Start of RECORDS FOR THIS EXERCISE

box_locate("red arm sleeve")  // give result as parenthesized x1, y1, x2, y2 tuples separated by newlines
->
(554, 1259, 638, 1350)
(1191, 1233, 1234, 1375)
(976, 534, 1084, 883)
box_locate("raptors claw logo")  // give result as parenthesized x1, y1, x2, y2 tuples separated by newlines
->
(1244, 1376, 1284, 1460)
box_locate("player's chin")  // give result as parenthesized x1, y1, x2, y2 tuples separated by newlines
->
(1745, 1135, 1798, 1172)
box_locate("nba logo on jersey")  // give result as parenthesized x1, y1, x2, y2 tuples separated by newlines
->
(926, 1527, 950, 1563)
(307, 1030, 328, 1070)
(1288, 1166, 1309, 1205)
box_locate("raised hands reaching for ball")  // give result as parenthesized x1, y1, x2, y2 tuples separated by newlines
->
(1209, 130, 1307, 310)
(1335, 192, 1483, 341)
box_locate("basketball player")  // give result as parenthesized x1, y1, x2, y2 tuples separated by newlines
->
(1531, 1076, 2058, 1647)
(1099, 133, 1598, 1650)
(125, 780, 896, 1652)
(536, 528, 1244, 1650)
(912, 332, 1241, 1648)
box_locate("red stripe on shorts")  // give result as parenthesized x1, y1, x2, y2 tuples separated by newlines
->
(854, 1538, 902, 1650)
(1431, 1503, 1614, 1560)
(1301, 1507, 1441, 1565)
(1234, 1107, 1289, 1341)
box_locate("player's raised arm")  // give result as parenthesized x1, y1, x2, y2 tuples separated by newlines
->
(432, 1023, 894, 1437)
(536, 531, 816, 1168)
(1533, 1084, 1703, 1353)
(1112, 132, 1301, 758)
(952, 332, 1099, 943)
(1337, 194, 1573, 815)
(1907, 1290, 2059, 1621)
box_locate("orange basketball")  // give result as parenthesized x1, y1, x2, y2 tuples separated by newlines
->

End of RECORDS FOR THIS EXERCISE

Restating all of the data exactly is the whole task.

# ANSWER FOR THIS EXERCISE:
box_locate("red arm sleeve")  // give result as parenthesized x1, y1, x2, y2 tuples separated by newlines
->
(554, 1259, 638, 1350)
(1191, 1233, 1234, 1375)
(976, 534, 1084, 883)
box_locate("raptors claw logo")  // give result as parenthesized x1, y1, x2, y2 tuples separated by newlines
->
(1244, 1376, 1284, 1460)
box_locate("player's chin")  // give result as parenthesized x1, y1, x2, y2 tuples separated by newlines
->
(1745, 1135, 1798, 1172)
box_locate("nba logo on jersey")  // give result as parenthesized x1, y1, x2, y2 tuples separated by newlines
->
(926, 1527, 950, 1563)
(307, 1030, 328, 1070)
(1288, 1166, 1309, 1205)
box_locate("raised hands reaching for ball")  // give result as parenthesized x1, y1, x2, y2 tuples separated by newlines
->
(1209, 130, 1307, 310)
(1335, 192, 1483, 341)
box_locate("basketball player")  // give result as parenthesized x1, y1, x2, y2 tuples separated by newlines
->
(1531, 1076, 2058, 1647)
(1099, 133, 1598, 1650)
(125, 780, 896, 1652)
(536, 528, 1244, 1650)
(912, 332, 1241, 1648)
box_locate("red stripe on shorts")  // give result as parenthesized x1, y1, x2, y2 tuples separated by newlines
->
(854, 1538, 902, 1650)
(1431, 1503, 1614, 1560)
(1301, 1507, 1441, 1565)
(1234, 1107, 1289, 1341)
box_locate("player's raised arm")  // give result as parenthesized x1, y1, x2, y2 tuples separated by newlines
->
(432, 1023, 894, 1437)
(536, 531, 816, 1168)
(1533, 1084, 1703, 1353)
(1112, 132, 1301, 758)
(952, 332, 1099, 943)
(1337, 194, 1573, 815)
(1907, 1290, 2059, 1621)
box_locate("orange basketball")  // give result as parenthesized x1, y1, x2, y2 tuples separated by newlines
->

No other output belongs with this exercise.